Would you return all of this data exactly, leaving nothing out?

= = = =

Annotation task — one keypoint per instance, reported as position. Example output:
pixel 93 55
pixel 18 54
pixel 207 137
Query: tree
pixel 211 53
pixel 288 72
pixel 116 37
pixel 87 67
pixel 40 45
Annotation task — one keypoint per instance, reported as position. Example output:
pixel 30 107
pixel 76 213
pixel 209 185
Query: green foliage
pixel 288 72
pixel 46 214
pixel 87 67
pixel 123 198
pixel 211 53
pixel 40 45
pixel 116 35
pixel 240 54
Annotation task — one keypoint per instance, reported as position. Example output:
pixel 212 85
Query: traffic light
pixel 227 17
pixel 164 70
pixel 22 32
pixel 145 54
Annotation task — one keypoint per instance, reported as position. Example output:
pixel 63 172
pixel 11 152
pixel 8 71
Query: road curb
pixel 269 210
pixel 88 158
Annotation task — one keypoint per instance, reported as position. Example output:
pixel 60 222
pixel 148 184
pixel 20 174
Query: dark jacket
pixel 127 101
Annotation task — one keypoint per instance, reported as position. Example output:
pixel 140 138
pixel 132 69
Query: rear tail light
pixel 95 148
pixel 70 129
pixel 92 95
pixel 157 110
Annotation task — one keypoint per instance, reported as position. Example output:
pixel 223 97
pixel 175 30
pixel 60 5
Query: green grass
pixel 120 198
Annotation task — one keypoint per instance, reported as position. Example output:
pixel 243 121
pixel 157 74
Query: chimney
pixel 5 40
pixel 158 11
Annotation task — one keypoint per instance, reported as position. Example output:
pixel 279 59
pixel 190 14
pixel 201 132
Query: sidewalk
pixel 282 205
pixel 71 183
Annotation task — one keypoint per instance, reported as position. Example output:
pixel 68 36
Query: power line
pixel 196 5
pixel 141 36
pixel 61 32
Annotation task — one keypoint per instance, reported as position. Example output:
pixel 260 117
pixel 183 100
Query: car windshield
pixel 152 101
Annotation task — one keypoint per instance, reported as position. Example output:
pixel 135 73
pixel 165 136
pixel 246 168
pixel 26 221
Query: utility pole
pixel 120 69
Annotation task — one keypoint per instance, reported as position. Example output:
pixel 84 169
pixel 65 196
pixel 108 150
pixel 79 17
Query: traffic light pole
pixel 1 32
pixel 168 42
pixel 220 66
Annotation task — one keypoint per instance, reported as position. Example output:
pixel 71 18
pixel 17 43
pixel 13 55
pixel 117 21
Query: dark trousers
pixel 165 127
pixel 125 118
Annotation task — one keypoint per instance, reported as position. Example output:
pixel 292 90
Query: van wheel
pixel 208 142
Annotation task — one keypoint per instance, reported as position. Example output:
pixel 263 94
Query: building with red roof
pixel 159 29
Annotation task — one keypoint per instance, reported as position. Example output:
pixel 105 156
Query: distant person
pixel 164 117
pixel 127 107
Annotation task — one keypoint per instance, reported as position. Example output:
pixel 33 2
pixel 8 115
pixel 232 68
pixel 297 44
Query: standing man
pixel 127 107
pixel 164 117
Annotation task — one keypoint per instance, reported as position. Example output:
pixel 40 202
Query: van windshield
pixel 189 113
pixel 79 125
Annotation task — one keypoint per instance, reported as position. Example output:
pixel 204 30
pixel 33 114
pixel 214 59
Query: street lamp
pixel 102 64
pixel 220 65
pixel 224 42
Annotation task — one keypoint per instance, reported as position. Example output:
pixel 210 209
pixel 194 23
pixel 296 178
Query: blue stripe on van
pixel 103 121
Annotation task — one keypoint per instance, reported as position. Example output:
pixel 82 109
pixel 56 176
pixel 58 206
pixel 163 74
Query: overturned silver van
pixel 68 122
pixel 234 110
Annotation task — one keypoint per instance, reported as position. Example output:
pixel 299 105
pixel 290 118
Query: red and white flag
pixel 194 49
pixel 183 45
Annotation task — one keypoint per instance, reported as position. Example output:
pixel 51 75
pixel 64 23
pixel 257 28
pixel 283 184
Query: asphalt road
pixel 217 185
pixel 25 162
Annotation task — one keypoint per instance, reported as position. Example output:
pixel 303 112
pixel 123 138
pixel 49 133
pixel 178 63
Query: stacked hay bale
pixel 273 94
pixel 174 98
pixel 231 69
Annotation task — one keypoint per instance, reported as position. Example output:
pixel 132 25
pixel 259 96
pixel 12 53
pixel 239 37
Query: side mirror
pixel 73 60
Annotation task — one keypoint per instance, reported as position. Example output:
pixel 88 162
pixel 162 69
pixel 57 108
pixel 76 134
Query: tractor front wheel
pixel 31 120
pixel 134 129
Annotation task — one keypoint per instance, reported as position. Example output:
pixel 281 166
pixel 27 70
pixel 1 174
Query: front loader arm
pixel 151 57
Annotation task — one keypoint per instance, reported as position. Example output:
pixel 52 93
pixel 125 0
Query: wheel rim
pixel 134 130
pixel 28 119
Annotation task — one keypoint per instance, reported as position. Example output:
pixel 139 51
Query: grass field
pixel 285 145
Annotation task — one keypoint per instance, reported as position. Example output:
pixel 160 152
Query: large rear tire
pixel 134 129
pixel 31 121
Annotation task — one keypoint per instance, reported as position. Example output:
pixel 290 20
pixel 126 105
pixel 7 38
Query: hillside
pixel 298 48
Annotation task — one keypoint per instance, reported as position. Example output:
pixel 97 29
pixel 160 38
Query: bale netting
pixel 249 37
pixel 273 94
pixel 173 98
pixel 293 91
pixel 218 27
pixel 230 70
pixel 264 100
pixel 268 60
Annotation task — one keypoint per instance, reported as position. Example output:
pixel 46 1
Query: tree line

= = = =

ANSWER TO THIS PROBLEM:
Annotation task — one keypoint per instance, reported as position. Example output:
pixel 93 55
pixel 18 54
pixel 207 137
Query: tree
pixel 211 53
pixel 288 72
pixel 116 37
pixel 87 67
pixel 40 45
Annotation task — one keypoint per instance, reported as position. Example output:
pixel 30 107
pixel 76 213
pixel 209 185
Query: green foliage
pixel 288 72
pixel 46 214
pixel 87 67
pixel 123 198
pixel 211 53
pixel 40 45
pixel 116 35
pixel 240 54
Annotation task — one keypoint per instance, reported as position. Example output:
pixel 212 85
Query: traffic light
pixel 227 17
pixel 164 70
pixel 22 32
pixel 145 54
Annotation task — one keypoint per instance, reported as position. Example output:
pixel 63 172
pixel 11 152
pixel 8 71
Query: road curb
pixel 269 210
pixel 88 158
Annotation task — one keypoint per instance, reported as position. Example output:
pixel 60 222
pixel 148 184
pixel 20 174
Query: dark jacket
pixel 127 101
Annotation task — one keypoint per instance, reported as position. Example output:
pixel 140 138
pixel 132 69
Query: rear tail light
pixel 95 148
pixel 70 129
pixel 92 95
pixel 157 110
Annotation task — one keypoint per instance, reported as position. Example output:
pixel 223 97
pixel 175 30
pixel 60 5
Query: green grass
pixel 120 198
Annotation task — one keypoint per instance, reported as position. Example output:
pixel 243 121
pixel 157 74
Query: chimney
pixel 5 40
pixel 158 11
Annotation task — one keypoint per instance, reported as position. Example output:
pixel 279 59
pixel 190 14
pixel 201 132
Query: sidewalk
pixel 282 205
pixel 71 183
Annotation task — one keypoint per instance, reported as position. Example output:
pixel 68 36
Query: power line
pixel 196 5
pixel 141 36
pixel 61 32
Annotation task — one keypoint per instance, reported as position. Example output:
pixel 260 117
pixel 183 100
Query: car windshield
pixel 152 101
Annotation task — one keypoint per instance, reported as position. Example output:
pixel 135 73
pixel 165 136
pixel 246 168
pixel 26 221
Query: utility pole
pixel 120 69
Annotation task — one keypoint per instance, reported as position. Example output:
pixel 84 169
pixel 65 196
pixel 108 150
pixel 79 17
Query: traffic light pole
pixel 1 32
pixel 168 42
pixel 220 66
Annotation task — one keypoint per instance, reported as position. Example output:
pixel 71 18
pixel 17 43
pixel 13 55
pixel 117 21
Query: dark trousers
pixel 165 127
pixel 125 118
Annotation task — one keypoint per instance, reported as position. Example output:
pixel 292 90
Query: van wheel
pixel 208 142
Annotation task — one keypoint per instance, reported as position. Example output:
pixel 263 94
Query: building with red roof
pixel 159 29
Annotation task — one keypoint per instance, reported as position. Example output:
pixel 105 156
Query: distant person
pixel 164 117
pixel 127 107
Annotation task — one keypoint per instance, reported as position. Example output:
pixel 33 2
pixel 8 115
pixel 232 68
pixel 297 44
Query: standing man
pixel 127 107
pixel 164 117
Annotation task — one keypoint per instance, reported as position. Example output:
pixel 40 202
Query: van windshield
pixel 189 113
pixel 79 125
Annotation task — one keypoint per instance, reported as position. Example output:
pixel 204 30
pixel 33 114
pixel 214 59
Query: street lamp
pixel 102 64
pixel 220 65
pixel 224 42
Annotation task — one keypoint per instance, reported as position. Example output:
pixel 210 209
pixel 194 23
pixel 296 178
Query: blue stripe on van
pixel 103 121
Annotation task — one keypoint per instance, reported as position. Example output:
pixel 82 109
pixel 56 176
pixel 58 206
pixel 163 74
Query: overturned silver van
pixel 68 122
pixel 234 110
Annotation task — one keypoint per instance, reported as position. Example output:
pixel 299 105
pixel 290 118
Query: red and white flag
pixel 194 49
pixel 183 45
Annotation task — one keypoint per instance, reported as position. Example output:
pixel 51 75
pixel 64 23
pixel 257 28
pixel 283 184
Query: asphalt road
pixel 217 185
pixel 25 162
Annotation task — one keypoint per instance, reported as position. Example output:
pixel 303 112
pixel 123 138
pixel 49 133
pixel 178 63
Query: stacked hay bale
pixel 273 94
pixel 174 98
pixel 231 69
Annotation task — one keypoint per instance, reported as position. Example output:
pixel 132 25
pixel 259 96
pixel 12 53
pixel 239 37
Query: side mirror
pixel 73 60
Annotation task — one keypoint per instance, reported as position. Example output:
pixel 88 162
pixel 162 69
pixel 57 108
pixel 76 134
Query: tractor front wheel
pixel 31 120
pixel 134 129
Annotation task — one keypoint per instance, reported as position. Example output:
pixel 281 166
pixel 27 70
pixel 1 174
Query: front loader arm
pixel 151 57
Annotation task — one keypoint per instance, reported as position. Example output:
pixel 52 93
pixel 125 0
Query: wheel rim
pixel 134 130
pixel 28 119
Annotation task — one keypoint per instance, reported as position. Example output:
pixel 139 51
Query: grass field
pixel 285 145
Annotation task — one keypoint per instance, reported as position. Example output:
pixel 160 152
Query: large rear tire
pixel 134 129
pixel 31 121
Annotation task — one keypoint per instance, reported as position. Example output:
pixel 290 20
pixel 126 105
pixel 7 38
Query: hillside
pixel 298 48
Annotation task — one keypoint per instance, reported as position. Example output:
pixel 97 29
pixel 160 38
Query: bale netting
pixel 249 37
pixel 273 94
pixel 173 98
pixel 293 91
pixel 218 27
pixel 230 70
pixel 264 100
pixel 268 60
Annotation task — one keypoint per instance, reported as position. Example output:
pixel 46 1
Query: tree line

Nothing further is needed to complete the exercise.